WRITTEN EXERCISE 1: Print verbatim the lines of the listing beginning with the line containing "Guideline: one keypoint per instance of the bush, placed" and ending after the line containing "[(290, 243)]", both included.

TEXT PASSAGE:
* BEGIN *

Vandevelde had never had anything else but strong pigeons in his loft. His pigeons were great in the long distance and they could bear the heat of the sun. The ‘Oudepenne’ had won an eighth prize from Bordeaux in the Union of West Flanders. His sons, the ‘Bronze’ and the ‘Zwarteplekke’ would eventually beat their father, especially in longer and more demanding competitions.

In 1939 the ‘Bronze’ had his crowning achievement with his first prize from Bordeaux in the Union of West Flanders. Devriendt added one more Vandevelde pigeon to his breed that he had further developed. This pigeon was ‘Charel’, a cock of his friend Charles Vanderespt from Ostend. He purchased him in 1935 and he was coupled with a hen of Vandevelde in the loft of Devriendt. This pair bred ‘Bronzen Sproete’ in ’39 and he was to become the stock sire of nearly all big post-war champions (see for instance the pedigrees below). His partner was a chequered hen from ’39 bred from ‘Sinjoor’, a cock of Juul Beernaert from Antwerp and ‘Wittikske’ of Depuydt. Two brothers of this chequered hen were ‘Dromer’ and ‘Filosoof’. These were amazing racing pigeons, probably some of the best pigeons that Devriendt has ever had. To keep things short I will skip these episodes. “These are stories for the pigeon magazines”, said Devriendt, who was already focusing on next season. Still, I would like to point out that the pigeons ‘Bronzen Sproete’ of ’39 and ‘Geschelpt’ have laid the basis for the tremendous improvement of my pigeon breed after the Second World War, despite the disastrous race in 1946 that nearly ruined his career as a fancier.

This breeding couple has bred:

l) The blue coloured ‘Sproete’ hen from ’41, which is the dam of ‘Zwartenband’, winner of a first national prize from Angouleme national derby in 1946 with a 22 minute lead over the second pigeon, which belonged to André Vanbruanee. This pigeon would become even stronger in 1950 and ’51!

2) The blue coloured hen from ’42, the dam of the feared ‘Bulte’ of Henri Casteleyn from Moere, which was the fastest pigeon in the region. This hen has spent quite some time in the Cattrijsse loft, where she was a breeder.

3) The ‘Korte’, a late youngster from ‘45

4) The ‘Kletsekop’ from '46,

5) ‘Levientje’ from '46.

* END *

DATA RECORDS:
* BEGIN *

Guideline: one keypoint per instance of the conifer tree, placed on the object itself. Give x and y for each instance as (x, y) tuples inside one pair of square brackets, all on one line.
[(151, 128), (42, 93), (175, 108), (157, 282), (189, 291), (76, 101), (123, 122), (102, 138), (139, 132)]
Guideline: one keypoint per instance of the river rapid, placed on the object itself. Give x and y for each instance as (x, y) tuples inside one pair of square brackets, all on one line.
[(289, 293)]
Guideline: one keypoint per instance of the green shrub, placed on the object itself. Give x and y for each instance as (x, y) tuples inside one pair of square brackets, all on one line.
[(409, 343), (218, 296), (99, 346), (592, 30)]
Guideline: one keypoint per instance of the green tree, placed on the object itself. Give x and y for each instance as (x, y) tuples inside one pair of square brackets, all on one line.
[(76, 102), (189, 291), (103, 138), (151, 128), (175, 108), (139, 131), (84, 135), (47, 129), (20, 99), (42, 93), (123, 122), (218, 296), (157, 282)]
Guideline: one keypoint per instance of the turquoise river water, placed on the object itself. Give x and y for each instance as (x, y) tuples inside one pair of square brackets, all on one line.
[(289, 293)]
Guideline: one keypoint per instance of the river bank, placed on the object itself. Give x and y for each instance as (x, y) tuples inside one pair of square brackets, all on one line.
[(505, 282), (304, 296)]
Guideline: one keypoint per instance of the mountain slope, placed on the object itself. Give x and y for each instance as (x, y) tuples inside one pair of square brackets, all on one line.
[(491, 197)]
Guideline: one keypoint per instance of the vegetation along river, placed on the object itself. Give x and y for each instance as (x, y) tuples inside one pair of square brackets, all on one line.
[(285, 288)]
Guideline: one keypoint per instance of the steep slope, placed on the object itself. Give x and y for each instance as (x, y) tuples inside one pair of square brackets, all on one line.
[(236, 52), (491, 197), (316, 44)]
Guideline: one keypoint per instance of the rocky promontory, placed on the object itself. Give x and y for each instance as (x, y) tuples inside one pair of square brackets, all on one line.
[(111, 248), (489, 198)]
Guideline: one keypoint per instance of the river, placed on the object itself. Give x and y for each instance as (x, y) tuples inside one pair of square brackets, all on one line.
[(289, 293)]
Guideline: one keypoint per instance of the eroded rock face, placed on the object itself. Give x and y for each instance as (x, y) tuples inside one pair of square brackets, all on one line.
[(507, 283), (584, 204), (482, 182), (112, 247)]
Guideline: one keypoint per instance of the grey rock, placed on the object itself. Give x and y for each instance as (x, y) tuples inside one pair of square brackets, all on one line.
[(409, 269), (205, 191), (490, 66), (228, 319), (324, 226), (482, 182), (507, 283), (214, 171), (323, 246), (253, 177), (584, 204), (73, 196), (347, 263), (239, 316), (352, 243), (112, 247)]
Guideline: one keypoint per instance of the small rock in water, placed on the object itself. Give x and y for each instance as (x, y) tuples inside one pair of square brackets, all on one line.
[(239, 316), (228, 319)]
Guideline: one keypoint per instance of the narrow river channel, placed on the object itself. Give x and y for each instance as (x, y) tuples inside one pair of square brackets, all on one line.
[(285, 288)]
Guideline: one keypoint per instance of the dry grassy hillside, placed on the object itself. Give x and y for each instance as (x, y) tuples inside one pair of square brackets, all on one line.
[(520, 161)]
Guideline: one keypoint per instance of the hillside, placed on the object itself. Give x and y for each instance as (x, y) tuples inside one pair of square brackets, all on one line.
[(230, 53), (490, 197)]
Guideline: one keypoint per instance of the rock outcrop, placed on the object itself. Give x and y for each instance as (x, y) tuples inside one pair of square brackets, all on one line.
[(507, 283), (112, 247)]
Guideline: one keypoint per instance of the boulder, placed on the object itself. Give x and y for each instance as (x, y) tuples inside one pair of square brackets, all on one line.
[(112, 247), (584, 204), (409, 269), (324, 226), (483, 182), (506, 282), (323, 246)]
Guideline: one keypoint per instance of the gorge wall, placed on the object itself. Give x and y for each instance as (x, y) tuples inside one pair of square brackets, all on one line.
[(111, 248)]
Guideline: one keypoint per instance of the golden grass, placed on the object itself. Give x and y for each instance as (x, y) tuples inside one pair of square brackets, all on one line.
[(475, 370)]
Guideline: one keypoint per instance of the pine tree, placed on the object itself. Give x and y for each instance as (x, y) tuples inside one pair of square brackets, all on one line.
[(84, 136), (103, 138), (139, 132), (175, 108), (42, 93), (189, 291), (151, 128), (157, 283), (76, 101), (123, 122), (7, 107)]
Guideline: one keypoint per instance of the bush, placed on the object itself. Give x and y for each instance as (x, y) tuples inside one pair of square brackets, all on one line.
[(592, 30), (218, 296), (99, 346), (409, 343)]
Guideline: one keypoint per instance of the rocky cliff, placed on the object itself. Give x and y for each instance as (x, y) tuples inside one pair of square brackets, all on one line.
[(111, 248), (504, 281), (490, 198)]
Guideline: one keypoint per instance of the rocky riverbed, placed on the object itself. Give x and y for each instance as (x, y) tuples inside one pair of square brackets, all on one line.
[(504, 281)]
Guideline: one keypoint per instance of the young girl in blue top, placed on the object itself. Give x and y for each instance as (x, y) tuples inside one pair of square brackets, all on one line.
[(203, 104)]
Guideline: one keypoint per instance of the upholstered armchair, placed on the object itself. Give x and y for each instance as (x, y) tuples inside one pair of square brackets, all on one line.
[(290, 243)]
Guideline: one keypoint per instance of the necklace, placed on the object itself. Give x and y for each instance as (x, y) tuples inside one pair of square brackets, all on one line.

* END *

WRITTEN EXERCISE 2: From the text on the racing pigeons, output verbatim the portion that begins at the words "l) The blue" and stops after the words "5) ‘Levientje’ from '46.".

WRITTEN RESPONSE 1:
Guideline: one keypoint per instance of the bush, placed on the object itself. Give x and y for each instance as (x, y) tuples inside one pair of square brackets, all on one line.
[(592, 30), (218, 296), (99, 346), (409, 343)]
Guideline: one keypoint per instance of the rocky cliff, placed on the object itself. Give x and y for each instance as (x, y) tuples inside one pair of square brackets, all on one line.
[(111, 248), (504, 281), (490, 198)]
Guideline: one keypoint per instance of the rocky riverbed, placed on the object itself. Give x and y for each instance as (x, y) tuples inside one pair of square brackets, all on one line.
[(504, 281)]
Guideline: one keypoint per instance of the young girl in blue top, placed on the object itself. Give x and y for each instance as (x, y) tuples inside one pair of square brackets, all on one line.
[(203, 104)]
Guideline: one keypoint per instance of the upholstered armchair, placed on the object itself. Give x and y for each instance as (x, y) tuples inside one pair of square brackets, all on one line.
[(290, 243)]

WRITTEN RESPONSE 2:
l) The blue coloured ‘Sproete’ hen from ’41, which is the dam of ‘Zwartenband’, winner of a first national prize from Angouleme national derby in 1946 with a 22 minute lead over the second pigeon, which belonged to André Vanbruanee. This pigeon would become even stronger in 1950 and ’51!

2) The blue coloured hen from ’42, the dam of the feared ‘Bulte’ of Henri Casteleyn from Moere, which was the fastest pigeon in the region. This hen has spent quite some time in the Cattrijsse loft, where she was a breeder.

3) The ‘Korte’, a late youngster from ‘45

4) The ‘Kletsekop’ from '46,

5) ‘Levientje’ from '46.